[Requirement]: Reproduce the listing below from the line containing "Exercise. For every instance of the black flight" down to the line containing "<point>405,492</point>", both lines included, with each point coordinate in the answer multiplied by 2.55 and rounded to a whole number, halves rounding up. Leave the rest of the listing out.

[Entries]:
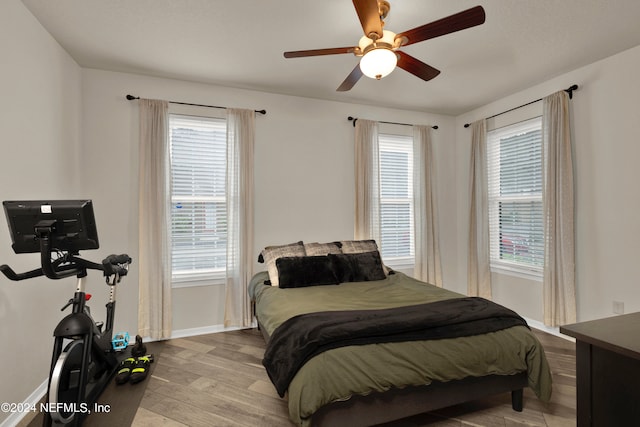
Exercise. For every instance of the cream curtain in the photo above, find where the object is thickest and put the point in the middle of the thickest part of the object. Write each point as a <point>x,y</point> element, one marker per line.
<point>367,220</point>
<point>559,290</point>
<point>427,250</point>
<point>240,151</point>
<point>478,273</point>
<point>154,265</point>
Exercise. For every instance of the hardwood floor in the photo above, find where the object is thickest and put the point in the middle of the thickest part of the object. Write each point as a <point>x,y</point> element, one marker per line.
<point>218,380</point>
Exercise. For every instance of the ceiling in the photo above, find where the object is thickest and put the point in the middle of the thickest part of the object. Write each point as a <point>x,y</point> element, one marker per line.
<point>241,43</point>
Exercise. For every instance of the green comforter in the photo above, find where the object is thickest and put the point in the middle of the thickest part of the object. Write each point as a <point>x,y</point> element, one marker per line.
<point>340,373</point>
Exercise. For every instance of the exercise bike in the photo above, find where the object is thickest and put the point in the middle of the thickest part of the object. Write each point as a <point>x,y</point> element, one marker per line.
<point>83,360</point>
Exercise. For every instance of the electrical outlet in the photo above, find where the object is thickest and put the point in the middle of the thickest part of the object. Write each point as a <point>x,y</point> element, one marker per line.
<point>618,307</point>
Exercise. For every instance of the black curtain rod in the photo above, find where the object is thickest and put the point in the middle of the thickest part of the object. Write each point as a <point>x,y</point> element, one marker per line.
<point>355,119</point>
<point>131,98</point>
<point>568,90</point>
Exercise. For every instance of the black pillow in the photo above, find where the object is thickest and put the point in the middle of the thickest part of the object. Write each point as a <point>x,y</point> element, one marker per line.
<point>360,267</point>
<point>298,272</point>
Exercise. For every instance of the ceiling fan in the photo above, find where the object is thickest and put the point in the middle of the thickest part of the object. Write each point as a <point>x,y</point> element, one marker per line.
<point>379,49</point>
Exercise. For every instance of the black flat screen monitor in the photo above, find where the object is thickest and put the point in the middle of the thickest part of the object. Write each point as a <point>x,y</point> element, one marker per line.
<point>72,224</point>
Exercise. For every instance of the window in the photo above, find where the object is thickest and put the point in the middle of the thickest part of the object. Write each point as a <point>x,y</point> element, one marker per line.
<point>396,198</point>
<point>514,155</point>
<point>198,200</point>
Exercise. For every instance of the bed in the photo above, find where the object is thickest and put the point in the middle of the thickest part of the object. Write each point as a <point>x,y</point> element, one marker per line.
<point>369,383</point>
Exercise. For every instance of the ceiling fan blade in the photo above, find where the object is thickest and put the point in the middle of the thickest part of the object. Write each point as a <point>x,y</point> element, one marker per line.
<point>369,15</point>
<point>416,67</point>
<point>459,21</point>
<point>351,80</point>
<point>318,52</point>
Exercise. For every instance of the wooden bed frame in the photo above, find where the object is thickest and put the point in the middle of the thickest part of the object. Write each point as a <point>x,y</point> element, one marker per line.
<point>395,404</point>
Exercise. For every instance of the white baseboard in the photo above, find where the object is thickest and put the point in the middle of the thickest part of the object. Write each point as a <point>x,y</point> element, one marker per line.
<point>32,401</point>
<point>183,333</point>
<point>544,328</point>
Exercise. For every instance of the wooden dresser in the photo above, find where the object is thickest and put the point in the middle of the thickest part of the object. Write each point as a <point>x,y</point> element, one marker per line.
<point>607,370</point>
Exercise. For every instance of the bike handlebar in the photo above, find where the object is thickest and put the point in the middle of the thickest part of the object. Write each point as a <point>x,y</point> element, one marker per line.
<point>116,264</point>
<point>111,265</point>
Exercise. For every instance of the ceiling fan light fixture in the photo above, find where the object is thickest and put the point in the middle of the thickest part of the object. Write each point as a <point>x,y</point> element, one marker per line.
<point>378,59</point>
<point>378,63</point>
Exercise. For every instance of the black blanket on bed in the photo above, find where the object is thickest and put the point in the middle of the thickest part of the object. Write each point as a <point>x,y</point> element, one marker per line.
<point>301,337</point>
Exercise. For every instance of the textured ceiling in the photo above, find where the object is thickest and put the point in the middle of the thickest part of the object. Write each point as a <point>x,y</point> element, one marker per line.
<point>240,44</point>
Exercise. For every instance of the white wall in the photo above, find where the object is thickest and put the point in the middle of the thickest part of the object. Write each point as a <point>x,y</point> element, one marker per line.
<point>605,117</point>
<point>40,118</point>
<point>304,179</point>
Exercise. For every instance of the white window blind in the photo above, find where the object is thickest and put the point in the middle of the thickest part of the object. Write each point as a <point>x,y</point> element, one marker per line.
<point>198,184</point>
<point>514,156</point>
<point>396,198</point>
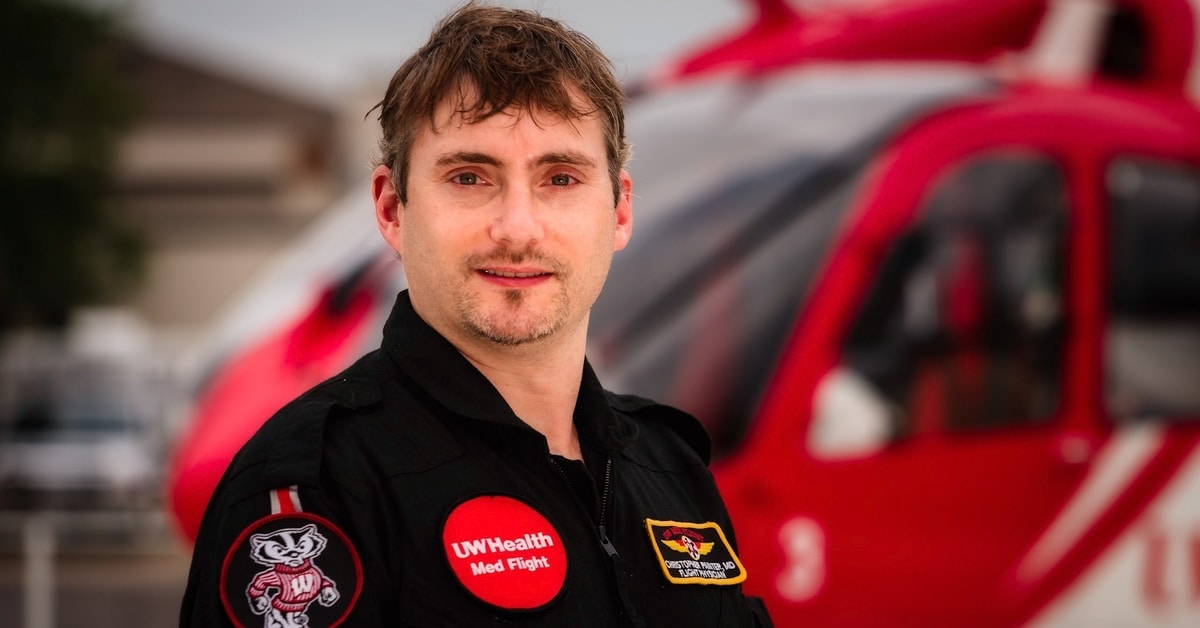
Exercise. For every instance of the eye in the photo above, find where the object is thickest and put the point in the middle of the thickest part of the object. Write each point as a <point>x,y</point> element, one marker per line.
<point>466,178</point>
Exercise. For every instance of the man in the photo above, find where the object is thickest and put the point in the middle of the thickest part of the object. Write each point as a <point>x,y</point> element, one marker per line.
<point>473,471</point>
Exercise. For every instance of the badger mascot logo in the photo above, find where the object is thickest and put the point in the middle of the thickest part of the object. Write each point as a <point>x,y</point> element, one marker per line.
<point>291,582</point>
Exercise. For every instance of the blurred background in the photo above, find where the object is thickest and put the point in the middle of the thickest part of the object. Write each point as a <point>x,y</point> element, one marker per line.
<point>933,285</point>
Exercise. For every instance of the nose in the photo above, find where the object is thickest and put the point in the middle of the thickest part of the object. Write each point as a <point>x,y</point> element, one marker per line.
<point>517,222</point>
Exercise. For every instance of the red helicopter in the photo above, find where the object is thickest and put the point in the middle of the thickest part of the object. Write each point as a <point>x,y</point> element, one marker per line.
<point>929,273</point>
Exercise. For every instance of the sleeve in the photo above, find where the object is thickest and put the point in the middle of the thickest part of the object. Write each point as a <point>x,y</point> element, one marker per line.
<point>279,549</point>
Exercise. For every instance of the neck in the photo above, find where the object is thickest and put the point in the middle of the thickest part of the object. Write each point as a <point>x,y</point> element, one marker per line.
<point>540,383</point>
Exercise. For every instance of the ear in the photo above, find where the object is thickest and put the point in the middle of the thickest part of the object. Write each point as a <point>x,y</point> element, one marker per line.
<point>624,213</point>
<point>388,208</point>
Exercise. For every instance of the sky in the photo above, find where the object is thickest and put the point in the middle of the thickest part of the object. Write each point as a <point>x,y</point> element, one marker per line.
<point>324,47</point>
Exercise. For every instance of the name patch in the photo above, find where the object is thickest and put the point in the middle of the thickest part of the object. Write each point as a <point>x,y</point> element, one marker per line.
<point>695,554</point>
<point>504,552</point>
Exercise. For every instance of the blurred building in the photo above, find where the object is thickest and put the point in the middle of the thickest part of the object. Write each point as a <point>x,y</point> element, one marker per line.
<point>220,173</point>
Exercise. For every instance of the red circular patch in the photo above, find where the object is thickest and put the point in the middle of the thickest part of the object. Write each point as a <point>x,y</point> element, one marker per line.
<point>505,552</point>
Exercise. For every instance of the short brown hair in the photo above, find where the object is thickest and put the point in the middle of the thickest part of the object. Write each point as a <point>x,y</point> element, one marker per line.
<point>511,58</point>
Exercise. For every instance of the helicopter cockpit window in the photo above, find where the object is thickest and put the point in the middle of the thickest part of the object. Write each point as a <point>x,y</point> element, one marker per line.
<point>1152,345</point>
<point>963,326</point>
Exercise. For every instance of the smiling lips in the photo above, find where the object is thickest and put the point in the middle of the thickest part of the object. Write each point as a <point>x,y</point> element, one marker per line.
<point>508,274</point>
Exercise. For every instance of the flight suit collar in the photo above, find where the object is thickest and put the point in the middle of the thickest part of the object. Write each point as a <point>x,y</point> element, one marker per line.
<point>442,371</point>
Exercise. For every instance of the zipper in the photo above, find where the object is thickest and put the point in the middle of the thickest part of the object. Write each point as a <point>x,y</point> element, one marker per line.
<point>604,508</point>
<point>609,548</point>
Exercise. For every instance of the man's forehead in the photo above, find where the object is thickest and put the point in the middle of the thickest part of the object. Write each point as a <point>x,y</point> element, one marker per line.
<point>462,107</point>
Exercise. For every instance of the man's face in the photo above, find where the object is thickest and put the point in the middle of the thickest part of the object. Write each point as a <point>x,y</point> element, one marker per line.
<point>510,225</point>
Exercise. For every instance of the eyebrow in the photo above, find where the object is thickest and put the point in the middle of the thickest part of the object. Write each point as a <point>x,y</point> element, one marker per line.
<point>569,157</point>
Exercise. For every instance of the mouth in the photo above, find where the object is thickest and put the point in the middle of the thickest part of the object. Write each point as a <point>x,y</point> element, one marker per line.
<point>508,274</point>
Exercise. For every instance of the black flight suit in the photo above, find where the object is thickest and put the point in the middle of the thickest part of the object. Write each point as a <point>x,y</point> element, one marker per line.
<point>405,492</point>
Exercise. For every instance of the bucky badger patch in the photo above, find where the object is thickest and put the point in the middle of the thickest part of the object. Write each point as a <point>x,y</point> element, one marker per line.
<point>291,570</point>
<point>695,554</point>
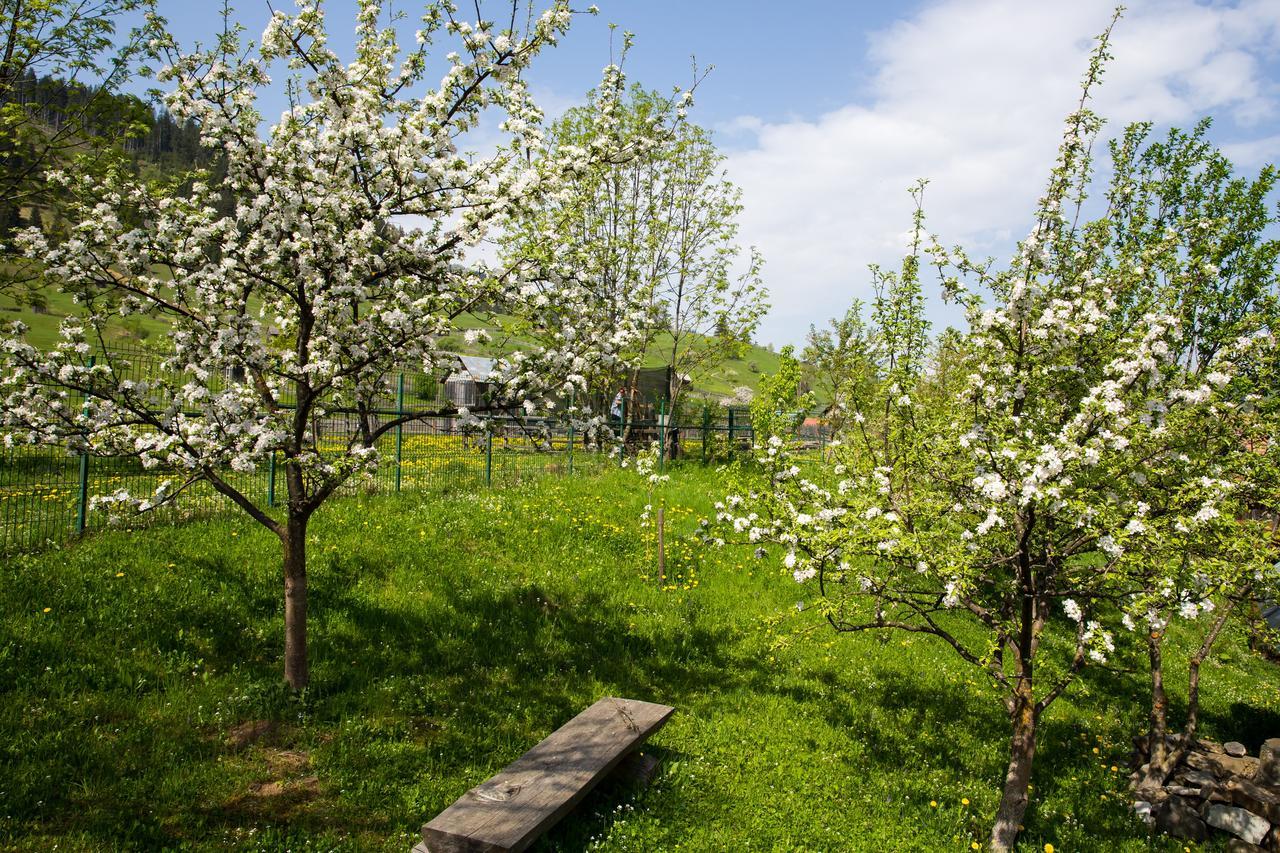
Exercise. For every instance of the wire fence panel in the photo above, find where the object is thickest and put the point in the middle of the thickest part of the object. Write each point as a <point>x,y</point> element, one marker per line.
<point>46,491</point>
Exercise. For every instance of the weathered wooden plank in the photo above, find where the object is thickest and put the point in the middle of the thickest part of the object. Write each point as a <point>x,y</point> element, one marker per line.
<point>508,811</point>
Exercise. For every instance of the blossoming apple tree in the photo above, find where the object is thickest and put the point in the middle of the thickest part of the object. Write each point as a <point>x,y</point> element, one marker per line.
<point>656,232</point>
<point>309,292</point>
<point>1024,505</point>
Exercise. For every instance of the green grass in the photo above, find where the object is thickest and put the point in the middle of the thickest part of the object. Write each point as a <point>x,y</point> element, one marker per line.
<point>145,331</point>
<point>452,630</point>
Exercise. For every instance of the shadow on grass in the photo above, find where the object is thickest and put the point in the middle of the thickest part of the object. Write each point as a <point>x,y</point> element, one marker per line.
<point>410,705</point>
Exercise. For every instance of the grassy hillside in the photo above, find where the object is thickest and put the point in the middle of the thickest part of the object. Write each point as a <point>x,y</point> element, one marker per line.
<point>144,331</point>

[Task answer]:
Exercise. For every instance of the black flight suit in the photo above, find where the object is thickest and put the point in the middle of the thickest part of the object. Write each point as a <point>x,y</point> element, one marker per line.
<point>1033,1255</point>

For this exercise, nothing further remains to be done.